• **TASK INSTRUCTIONS**
According to the museum text, how much does the seated statue of Hem-iunu weigh?

• **SUPPLIED TEXT**

_____

The Roemer- und Pelizaeus-Museum contains one of the world’s most famous collections of ancient Egyptian cultural monuments with outstanding treasures of the Old Kingdom from the age of great pyramids.
Wilhelm Pelizaeus, the collection’s founder, gave his antiquities to his hometown Hildesheim in 1907, where the Pelizaeus-Museum was established in 1911. 2011 the RPM celebrates its collection’s centenary with a great program throughout the year. The program started on 26th of February with the opening of the third and last part of the restructured Egyptian permanent exhibition: The Death in the Desert. Altogether the most important epochs of the Egyptian culture, from the predynastic to Christian times, are represented by 8000 objects. You will find extraordinary antiquities as well as tools and agricultural implements from a time span of 4000 years. Evidence of ancient Egypt humour is placed next to objects showing the ingrained belief in an afterlife, so that all aspects of life in ancient Egypt become visible.
Seated statue of Hem-iunu
The seated statue of vizier Hem-iunu is a one of a kind monument of it’s time. No other private people’s image comes even close to the dimension of the famous figure in Hildesheim. The quality of the stone and the workmanship are also extraordinary. The statue was found in a chamber of his tomb, which is situated in close vicinity to the Cheops Pyramid. Even though the tomb was looted during the Roman period, the figure of Hem-iunu remained. That might be due to the fact that the statue is extremely heavy: It weighs more than a ton. The massive damage of the head leads to the assumption that the eyes were made of quartz. Tomb robbers have forced them out, so that the face had to be reconstructed in a modern way.

_____

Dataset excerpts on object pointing
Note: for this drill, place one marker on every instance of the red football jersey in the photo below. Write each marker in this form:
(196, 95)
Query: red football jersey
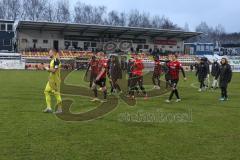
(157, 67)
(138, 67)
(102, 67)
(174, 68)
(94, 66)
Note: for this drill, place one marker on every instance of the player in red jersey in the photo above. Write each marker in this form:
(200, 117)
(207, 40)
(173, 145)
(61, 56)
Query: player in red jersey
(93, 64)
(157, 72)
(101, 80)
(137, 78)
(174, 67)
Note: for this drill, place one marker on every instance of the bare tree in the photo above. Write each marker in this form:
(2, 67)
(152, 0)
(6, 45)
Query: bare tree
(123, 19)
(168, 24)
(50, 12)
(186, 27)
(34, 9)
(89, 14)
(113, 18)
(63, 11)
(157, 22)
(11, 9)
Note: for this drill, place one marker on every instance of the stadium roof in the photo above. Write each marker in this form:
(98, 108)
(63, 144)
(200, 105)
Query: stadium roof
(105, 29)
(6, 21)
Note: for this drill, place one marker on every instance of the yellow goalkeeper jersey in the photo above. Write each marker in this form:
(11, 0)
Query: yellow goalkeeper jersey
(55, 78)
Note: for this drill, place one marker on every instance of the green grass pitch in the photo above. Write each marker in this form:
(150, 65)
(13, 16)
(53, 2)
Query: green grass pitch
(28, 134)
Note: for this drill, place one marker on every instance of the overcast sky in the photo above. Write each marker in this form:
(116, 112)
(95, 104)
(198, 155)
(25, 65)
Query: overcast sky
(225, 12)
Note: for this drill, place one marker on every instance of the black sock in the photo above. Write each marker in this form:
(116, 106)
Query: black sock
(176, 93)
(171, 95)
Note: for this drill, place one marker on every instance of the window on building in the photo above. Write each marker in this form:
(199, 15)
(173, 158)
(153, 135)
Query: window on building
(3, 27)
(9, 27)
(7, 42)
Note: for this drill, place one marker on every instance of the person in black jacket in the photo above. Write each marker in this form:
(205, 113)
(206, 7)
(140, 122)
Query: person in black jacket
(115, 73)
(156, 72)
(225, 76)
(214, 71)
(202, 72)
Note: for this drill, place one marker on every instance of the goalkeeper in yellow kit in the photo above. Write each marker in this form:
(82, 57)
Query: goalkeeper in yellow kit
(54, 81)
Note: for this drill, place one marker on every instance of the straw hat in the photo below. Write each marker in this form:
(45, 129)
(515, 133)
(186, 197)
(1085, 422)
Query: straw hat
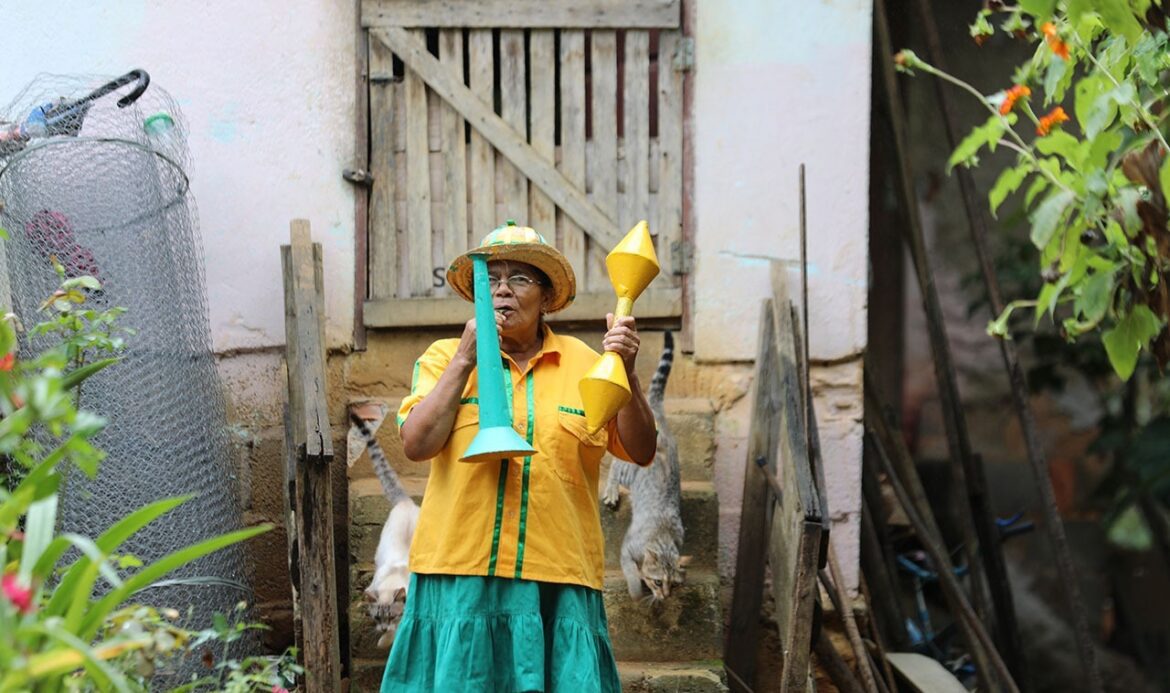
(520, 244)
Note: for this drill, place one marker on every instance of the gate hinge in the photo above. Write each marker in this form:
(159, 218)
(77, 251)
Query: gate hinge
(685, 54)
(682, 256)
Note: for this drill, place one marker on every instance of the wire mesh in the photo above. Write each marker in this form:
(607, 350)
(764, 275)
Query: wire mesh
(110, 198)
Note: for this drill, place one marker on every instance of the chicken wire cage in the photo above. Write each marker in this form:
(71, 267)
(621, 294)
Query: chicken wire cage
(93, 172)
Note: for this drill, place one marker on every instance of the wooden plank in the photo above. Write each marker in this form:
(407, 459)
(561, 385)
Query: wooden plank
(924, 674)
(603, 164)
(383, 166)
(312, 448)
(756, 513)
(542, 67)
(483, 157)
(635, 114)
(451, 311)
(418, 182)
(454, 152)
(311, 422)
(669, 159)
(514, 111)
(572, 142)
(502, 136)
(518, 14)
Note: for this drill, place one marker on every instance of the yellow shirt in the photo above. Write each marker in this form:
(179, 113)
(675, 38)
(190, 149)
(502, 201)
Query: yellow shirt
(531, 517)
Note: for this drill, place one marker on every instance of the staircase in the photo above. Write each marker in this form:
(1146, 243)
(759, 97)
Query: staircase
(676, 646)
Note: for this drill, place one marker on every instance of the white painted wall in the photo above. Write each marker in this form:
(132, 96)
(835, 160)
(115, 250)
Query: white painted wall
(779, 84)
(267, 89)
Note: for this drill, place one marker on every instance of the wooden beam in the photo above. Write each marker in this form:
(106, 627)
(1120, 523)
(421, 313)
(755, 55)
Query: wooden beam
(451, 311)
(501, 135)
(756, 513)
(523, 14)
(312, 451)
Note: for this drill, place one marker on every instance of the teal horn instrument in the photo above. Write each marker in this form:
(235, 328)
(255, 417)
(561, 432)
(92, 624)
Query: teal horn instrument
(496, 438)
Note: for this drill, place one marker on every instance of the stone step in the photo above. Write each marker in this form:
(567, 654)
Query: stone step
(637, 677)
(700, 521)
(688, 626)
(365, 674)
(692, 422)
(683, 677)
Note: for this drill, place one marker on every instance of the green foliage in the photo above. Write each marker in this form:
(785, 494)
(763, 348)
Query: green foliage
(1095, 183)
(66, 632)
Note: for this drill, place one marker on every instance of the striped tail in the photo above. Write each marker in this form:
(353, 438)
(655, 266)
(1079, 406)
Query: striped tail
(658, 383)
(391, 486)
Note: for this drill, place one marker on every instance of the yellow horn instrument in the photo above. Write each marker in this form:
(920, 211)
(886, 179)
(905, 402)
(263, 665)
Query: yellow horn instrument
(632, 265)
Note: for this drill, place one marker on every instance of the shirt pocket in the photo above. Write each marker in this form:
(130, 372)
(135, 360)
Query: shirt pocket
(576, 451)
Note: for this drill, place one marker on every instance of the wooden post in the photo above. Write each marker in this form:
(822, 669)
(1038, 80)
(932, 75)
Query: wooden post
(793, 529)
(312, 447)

_____

• **TASK ANSWER**
More than a ton.